Jobs
1 - Translate this sentence from the passage on the Clancy Brothers at Carnegie Hall into Spanish: "When the Clancy Brothers and Tommy Makem first played Carnegie Hall in 1962 a man dropped his hat out of the balcony."
2 - Print word for word the part of the passage on the Clancy Brothers at Carnegie Hall starting with "They were off" and going on through "things like that.".
** BEGIN Text shown **
When the Clancy Brothers and Tommy Makem first played Carnegie Hall in 1962 a man dropped his hat out of the balcony. Makem didn’t miss a beat: “It’s a good thing your head wasn’t in it!”

They were off and running and the result was one of their greatest albums for Columbia Records. “In Person at Carnegie Hall” contains the usual songs about drink, women, and rebellion, but it also includes a wonderful 13-minute vignette of songs they remembered from their childhood.

One of the songs was particular to the Christmas season, as Liam Clancy soon relayed to the audience: “But children can be very cruel, you know. And we used to do a very cruel thing coming on towards Christmas. We use to go out with big novelty sticks, out through the fields, and kill a little bird called the Wren. A harmless little thing. And we’d put the corpse in the middle of a holly bush and we’d decorate it with ribbons, colored papers and things like that.

"Then on the day after Christmas, on St. Stephen’s Day, we’d blacken our faces and dress up in women’s clothes, all sorts of mad things. And go around from door-to-door, singing this song, and collecting money—for the funeral! And the song we sang as we went around from door-to-door was called ‘The Wren Song.’”

Children's Medley

The wren, the wren, the king of all birds,

St. Stephen's Day was caught in the furze,

Although he was little his honor was great,

Jump up me lads and give him a treat.

Chorus:

Up with the kettle and down with the pan,

And give us a penny to bury the wren.
** END Text shown **
** BEGIN Data provided **
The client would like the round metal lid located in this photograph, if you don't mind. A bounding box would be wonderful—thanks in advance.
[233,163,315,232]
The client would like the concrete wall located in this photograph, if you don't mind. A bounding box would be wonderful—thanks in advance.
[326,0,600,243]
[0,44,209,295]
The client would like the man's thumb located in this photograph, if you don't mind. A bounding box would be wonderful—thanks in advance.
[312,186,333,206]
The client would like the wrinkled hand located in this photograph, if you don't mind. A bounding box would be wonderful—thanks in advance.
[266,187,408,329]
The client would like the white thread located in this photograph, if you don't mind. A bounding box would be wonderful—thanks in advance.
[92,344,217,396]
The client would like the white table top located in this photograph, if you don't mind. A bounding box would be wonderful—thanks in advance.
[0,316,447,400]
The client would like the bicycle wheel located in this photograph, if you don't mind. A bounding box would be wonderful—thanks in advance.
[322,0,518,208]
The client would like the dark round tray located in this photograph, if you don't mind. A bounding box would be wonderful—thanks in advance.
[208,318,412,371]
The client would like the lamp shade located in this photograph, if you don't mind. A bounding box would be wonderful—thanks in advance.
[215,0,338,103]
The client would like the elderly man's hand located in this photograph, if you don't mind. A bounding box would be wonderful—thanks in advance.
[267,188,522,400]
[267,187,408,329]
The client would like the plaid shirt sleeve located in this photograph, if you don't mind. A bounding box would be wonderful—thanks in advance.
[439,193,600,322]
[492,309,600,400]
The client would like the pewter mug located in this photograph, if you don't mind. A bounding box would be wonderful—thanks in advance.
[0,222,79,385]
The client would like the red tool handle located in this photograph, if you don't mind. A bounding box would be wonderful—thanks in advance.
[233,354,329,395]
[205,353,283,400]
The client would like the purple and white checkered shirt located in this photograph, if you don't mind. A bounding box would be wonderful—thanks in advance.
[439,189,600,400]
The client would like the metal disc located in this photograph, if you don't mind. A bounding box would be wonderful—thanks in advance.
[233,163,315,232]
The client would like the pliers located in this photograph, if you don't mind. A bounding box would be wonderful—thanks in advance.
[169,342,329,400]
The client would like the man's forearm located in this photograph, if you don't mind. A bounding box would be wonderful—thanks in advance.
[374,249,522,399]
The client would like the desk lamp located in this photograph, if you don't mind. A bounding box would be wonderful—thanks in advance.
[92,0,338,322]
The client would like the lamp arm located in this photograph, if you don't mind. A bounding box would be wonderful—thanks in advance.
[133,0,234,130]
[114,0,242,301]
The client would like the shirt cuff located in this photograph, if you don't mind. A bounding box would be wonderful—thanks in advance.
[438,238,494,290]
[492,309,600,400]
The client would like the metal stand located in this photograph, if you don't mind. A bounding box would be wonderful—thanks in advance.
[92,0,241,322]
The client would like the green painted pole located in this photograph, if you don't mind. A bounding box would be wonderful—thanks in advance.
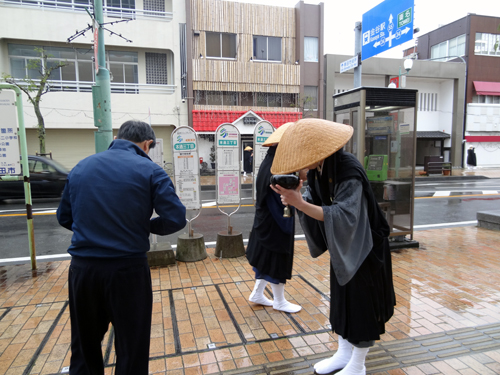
[92,0,113,153]
[0,84,36,270]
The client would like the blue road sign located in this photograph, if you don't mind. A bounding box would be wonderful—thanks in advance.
[361,0,414,61]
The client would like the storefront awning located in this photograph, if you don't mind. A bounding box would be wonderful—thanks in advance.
[193,110,302,133]
[474,81,500,96]
[417,131,450,139]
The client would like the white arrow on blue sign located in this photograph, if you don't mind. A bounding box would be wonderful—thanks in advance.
[340,56,359,73]
[361,0,414,61]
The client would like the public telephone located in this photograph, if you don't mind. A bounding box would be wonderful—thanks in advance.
[365,155,389,181]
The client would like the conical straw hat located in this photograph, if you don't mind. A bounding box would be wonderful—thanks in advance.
[262,122,294,147]
[271,118,354,174]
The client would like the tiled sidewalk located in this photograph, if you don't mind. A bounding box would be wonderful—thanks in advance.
[0,227,500,375]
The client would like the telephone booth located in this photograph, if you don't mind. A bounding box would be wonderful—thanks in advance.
[333,87,418,242]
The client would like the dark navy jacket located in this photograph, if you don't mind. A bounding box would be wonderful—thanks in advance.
[57,139,186,258]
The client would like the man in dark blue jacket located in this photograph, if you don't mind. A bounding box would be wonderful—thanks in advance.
[57,121,186,375]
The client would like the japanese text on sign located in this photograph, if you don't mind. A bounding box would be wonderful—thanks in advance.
[0,90,21,175]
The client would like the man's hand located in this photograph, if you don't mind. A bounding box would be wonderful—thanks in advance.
[270,180,304,210]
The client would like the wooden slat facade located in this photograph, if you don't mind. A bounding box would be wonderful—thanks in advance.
[191,0,300,93]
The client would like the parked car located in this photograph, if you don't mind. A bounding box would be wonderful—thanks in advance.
[0,155,69,201]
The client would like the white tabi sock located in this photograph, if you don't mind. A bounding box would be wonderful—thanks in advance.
[271,283,302,313]
[335,347,370,375]
[314,335,352,375]
[248,279,273,306]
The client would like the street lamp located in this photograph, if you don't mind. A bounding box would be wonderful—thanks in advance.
[398,59,413,88]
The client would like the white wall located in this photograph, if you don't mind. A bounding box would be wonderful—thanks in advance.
[464,103,500,167]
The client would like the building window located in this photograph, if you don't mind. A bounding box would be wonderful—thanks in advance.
[418,92,438,112]
[206,32,236,59]
[8,44,139,92]
[304,86,318,111]
[431,34,465,61]
[144,0,165,15]
[304,36,318,62]
[194,91,297,108]
[253,36,281,62]
[474,33,500,56]
[146,52,168,85]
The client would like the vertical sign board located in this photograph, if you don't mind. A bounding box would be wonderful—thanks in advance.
[215,124,241,205]
[149,138,164,168]
[0,90,21,175]
[172,126,201,210]
[361,0,414,61]
[253,120,274,200]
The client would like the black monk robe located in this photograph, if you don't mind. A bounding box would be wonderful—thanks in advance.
[299,150,396,344]
[246,146,295,280]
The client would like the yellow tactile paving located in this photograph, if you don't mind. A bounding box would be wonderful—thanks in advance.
[0,226,500,375]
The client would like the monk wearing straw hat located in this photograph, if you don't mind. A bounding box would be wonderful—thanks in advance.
[271,119,395,375]
[246,122,302,313]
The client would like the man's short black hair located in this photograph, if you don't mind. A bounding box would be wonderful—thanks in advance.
[116,120,156,149]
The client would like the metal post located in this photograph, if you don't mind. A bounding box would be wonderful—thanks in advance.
[354,21,363,88]
[92,0,113,153]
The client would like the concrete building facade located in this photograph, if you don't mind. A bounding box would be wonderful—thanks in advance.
[413,14,500,166]
[184,0,324,162]
[324,55,466,166]
[0,0,188,168]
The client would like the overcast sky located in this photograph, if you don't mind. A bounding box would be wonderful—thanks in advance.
[232,0,500,58]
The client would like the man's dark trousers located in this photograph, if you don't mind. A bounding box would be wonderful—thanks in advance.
[68,257,153,375]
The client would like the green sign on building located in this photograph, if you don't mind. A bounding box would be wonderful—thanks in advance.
[398,8,412,29]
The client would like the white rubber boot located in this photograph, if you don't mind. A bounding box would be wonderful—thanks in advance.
[271,283,302,313]
[248,279,273,306]
[314,335,352,375]
[335,347,370,375]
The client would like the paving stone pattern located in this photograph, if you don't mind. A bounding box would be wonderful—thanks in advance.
[0,226,500,375]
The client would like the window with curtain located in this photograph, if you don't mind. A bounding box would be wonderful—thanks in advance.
[206,32,236,59]
[474,33,500,56]
[304,86,318,111]
[8,44,139,92]
[253,36,281,61]
[431,34,466,61]
[304,36,319,62]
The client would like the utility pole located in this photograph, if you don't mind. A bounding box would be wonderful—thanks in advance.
[354,22,363,88]
[92,0,113,153]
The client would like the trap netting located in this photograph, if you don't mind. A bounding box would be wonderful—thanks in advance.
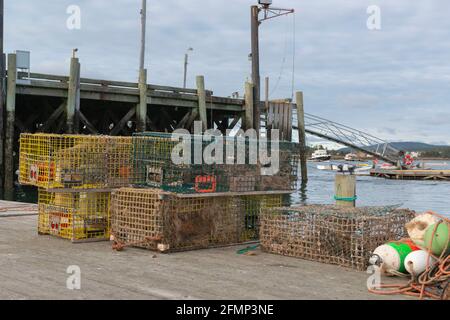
[19,134,132,189]
[133,133,299,194]
[260,205,414,270]
[38,189,111,242]
[112,188,281,252]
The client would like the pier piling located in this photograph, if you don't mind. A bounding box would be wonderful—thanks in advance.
[334,173,356,207]
[136,69,148,132]
[66,57,80,133]
[197,76,208,130]
[244,82,254,130]
[296,91,308,183]
[4,53,17,201]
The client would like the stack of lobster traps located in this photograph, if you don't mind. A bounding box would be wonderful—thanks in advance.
[112,133,299,252]
[19,134,132,242]
[19,133,299,252]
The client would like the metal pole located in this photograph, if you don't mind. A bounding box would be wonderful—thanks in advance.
[139,0,147,71]
[183,53,189,89]
[0,0,5,199]
[251,6,261,131]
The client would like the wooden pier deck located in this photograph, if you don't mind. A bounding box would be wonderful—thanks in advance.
[0,53,306,200]
[370,169,450,181]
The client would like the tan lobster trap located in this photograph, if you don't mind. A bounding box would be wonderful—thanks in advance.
[112,188,282,252]
[260,205,414,271]
[19,134,132,189]
[38,189,111,242]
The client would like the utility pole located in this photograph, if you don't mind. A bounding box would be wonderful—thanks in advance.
[251,6,261,132]
[139,0,147,70]
[0,0,5,199]
[136,0,148,132]
[183,48,194,89]
[251,0,295,132]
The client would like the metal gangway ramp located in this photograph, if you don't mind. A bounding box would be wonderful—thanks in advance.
[294,113,400,165]
[261,101,400,165]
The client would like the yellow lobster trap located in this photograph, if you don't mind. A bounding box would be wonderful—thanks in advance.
[111,188,282,252]
[38,189,111,242]
[19,134,132,189]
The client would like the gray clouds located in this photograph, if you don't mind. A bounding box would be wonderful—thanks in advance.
[5,0,450,144]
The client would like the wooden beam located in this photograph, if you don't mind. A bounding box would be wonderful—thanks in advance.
[110,108,136,136]
[147,115,158,131]
[78,111,98,134]
[197,76,208,130]
[176,112,192,129]
[228,116,241,130]
[66,58,80,133]
[243,82,254,130]
[4,54,17,201]
[38,101,67,132]
[295,92,308,183]
[136,69,148,132]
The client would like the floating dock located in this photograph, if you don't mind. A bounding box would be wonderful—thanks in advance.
[370,169,450,181]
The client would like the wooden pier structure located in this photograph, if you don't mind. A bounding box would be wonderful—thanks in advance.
[370,169,450,181]
[0,54,306,200]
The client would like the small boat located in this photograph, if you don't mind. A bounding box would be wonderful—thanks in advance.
[317,163,372,176]
[310,150,331,161]
[380,163,398,170]
[344,153,358,161]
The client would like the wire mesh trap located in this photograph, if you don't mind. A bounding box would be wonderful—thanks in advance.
[112,188,282,252]
[19,134,132,189]
[260,205,414,271]
[133,133,299,194]
[38,189,111,242]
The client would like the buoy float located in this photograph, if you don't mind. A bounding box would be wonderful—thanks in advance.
[405,250,436,275]
[424,222,450,256]
[406,212,439,249]
[369,240,420,274]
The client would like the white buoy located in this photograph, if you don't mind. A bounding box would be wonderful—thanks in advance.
[369,240,419,274]
[405,250,436,275]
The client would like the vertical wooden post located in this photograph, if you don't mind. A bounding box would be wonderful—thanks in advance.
[296,92,308,183]
[244,82,253,130]
[0,52,6,199]
[66,57,80,133]
[197,76,208,130]
[136,69,148,132]
[334,173,356,207]
[251,6,261,132]
[4,54,17,201]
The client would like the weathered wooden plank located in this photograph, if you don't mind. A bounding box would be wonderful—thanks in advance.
[111,108,136,136]
[196,76,208,130]
[4,54,17,201]
[80,78,138,89]
[39,101,67,132]
[296,92,308,183]
[66,58,80,133]
[136,69,148,132]
[30,72,69,82]
[78,111,98,134]
[244,82,254,130]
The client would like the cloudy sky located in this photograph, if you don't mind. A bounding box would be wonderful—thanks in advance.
[5,0,450,144]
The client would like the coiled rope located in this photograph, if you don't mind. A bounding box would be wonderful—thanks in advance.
[369,211,450,300]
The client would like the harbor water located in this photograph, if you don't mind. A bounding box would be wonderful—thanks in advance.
[293,161,450,216]
[12,161,450,216]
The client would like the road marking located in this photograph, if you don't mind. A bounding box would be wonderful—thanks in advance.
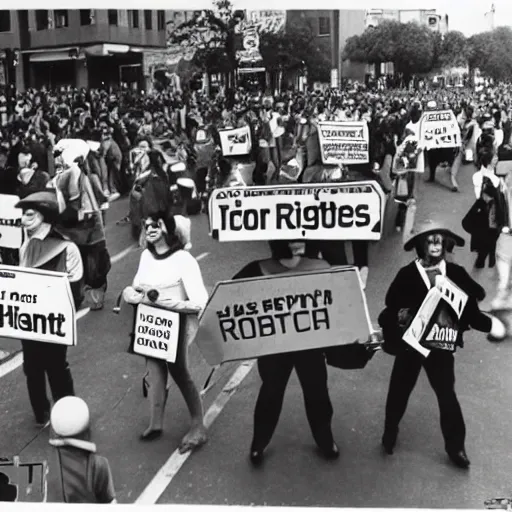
[135,361,255,505]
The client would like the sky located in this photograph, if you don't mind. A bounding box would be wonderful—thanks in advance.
[16,0,512,36]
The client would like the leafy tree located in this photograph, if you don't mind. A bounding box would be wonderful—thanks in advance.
[438,30,468,68]
[260,16,331,82]
[167,0,244,84]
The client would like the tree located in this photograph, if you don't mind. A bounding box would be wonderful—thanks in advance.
[343,21,436,80]
[438,30,468,68]
[260,16,331,82]
[167,0,244,86]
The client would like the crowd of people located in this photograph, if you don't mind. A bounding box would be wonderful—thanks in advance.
[0,83,512,502]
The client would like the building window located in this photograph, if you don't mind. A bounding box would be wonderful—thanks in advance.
[0,10,11,32]
[318,16,331,36]
[80,9,94,27]
[130,11,139,28]
[36,9,49,30]
[108,9,118,27]
[53,9,69,28]
[157,11,165,30]
[144,11,153,30]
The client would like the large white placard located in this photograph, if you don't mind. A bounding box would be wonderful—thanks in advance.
[209,181,385,242]
[318,121,370,165]
[133,304,180,363]
[0,194,23,249]
[0,265,76,346]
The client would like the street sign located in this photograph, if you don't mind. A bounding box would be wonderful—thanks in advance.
[209,181,386,242]
[0,194,23,249]
[0,457,48,503]
[195,266,373,365]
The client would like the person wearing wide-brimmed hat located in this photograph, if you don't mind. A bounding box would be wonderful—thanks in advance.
[16,189,83,426]
[379,221,506,468]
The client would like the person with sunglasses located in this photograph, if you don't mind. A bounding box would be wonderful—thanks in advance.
[379,221,506,469]
[123,212,208,453]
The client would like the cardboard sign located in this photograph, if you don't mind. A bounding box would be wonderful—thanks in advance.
[0,194,23,249]
[0,457,48,503]
[420,110,462,150]
[209,181,385,242]
[219,126,251,156]
[133,304,180,363]
[318,121,370,164]
[403,276,468,357]
[0,265,76,346]
[195,266,373,365]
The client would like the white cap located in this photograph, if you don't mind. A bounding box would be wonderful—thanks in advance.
[50,396,90,437]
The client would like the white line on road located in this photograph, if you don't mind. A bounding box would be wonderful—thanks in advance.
[135,361,255,505]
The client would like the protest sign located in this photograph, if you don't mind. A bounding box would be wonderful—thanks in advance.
[133,304,180,363]
[0,265,76,346]
[403,276,468,357]
[209,181,386,242]
[219,126,251,156]
[0,457,48,503]
[0,194,23,249]
[318,121,370,164]
[420,110,461,150]
[195,266,373,365]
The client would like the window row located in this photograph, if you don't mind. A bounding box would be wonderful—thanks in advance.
[33,9,165,32]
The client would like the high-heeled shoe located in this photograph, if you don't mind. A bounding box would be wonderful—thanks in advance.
[139,429,162,441]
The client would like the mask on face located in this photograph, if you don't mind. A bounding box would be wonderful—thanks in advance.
[21,209,44,235]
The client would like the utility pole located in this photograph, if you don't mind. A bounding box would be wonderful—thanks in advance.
[485,4,496,30]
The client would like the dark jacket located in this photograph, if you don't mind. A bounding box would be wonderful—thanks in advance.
[379,261,491,353]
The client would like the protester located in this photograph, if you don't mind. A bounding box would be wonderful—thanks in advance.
[379,221,506,468]
[123,208,208,453]
[16,190,83,427]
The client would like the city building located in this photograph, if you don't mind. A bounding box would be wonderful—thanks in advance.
[0,9,166,91]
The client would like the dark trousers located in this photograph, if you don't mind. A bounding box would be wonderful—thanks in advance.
[251,350,334,450]
[385,350,466,452]
[21,340,75,421]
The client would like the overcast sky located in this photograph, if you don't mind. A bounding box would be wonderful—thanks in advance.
[22,0,512,35]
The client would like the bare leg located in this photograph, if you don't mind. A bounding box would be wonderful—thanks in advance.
[169,322,208,453]
[141,358,168,438]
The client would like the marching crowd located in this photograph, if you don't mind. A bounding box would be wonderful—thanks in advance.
[0,84,512,503]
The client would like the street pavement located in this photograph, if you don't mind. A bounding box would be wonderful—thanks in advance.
[0,167,512,509]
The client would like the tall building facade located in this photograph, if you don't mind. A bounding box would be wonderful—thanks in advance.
[0,9,167,90]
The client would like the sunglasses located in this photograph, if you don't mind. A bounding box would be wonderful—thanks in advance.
[144,220,160,230]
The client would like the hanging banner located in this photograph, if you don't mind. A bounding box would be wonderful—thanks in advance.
[133,304,180,363]
[420,110,461,150]
[209,181,386,242]
[0,457,48,503]
[195,266,373,365]
[318,121,370,164]
[0,265,76,346]
[403,276,468,357]
[0,194,23,249]
[219,126,251,156]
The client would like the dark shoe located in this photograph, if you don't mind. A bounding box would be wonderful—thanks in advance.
[320,441,340,460]
[249,450,263,466]
[140,429,162,441]
[475,256,485,268]
[382,430,398,455]
[448,450,471,469]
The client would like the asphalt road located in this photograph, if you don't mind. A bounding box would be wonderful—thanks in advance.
[0,167,512,508]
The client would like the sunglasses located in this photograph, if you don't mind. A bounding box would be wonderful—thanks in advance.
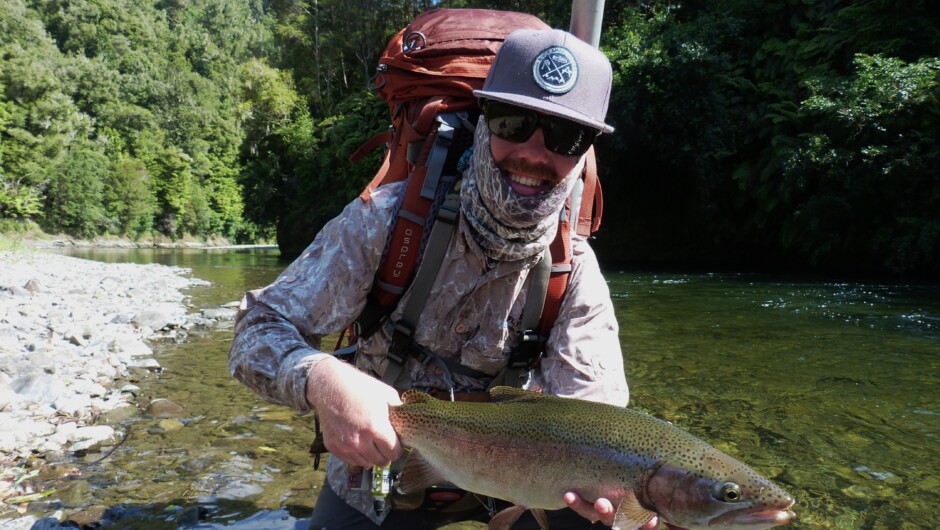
** END Data provided **
Replies
1 - Cuando los Clancy Brothers y Tommy Makem tocaron por primera vez en el Carnegie Hall en 1962, un hombre dejó caer su sombrero desde el balcón.

2 -
They were off and running and the result was one of their greatest albums for Columbia Records. “In Person at Carnegie Hall” contains the usual songs about drink, women, and rebellion, but it also includes a wonderful 13-minute vignette of songs they remembered from their childhood.

One of the songs was particular to the Christmas season, as Liam Clancy soon relayed to the audience: “But children can be very cruel, you know. And we used to do a very cruel thing coming on towards Christmas. We use to go out with big novelty sticks, out through the fields, and kill a little bird called the Wren. A harmless little thing. And we’d put the corpse in the middle of a holly bush and we’d decorate it with ribbons, colored papers and things like that.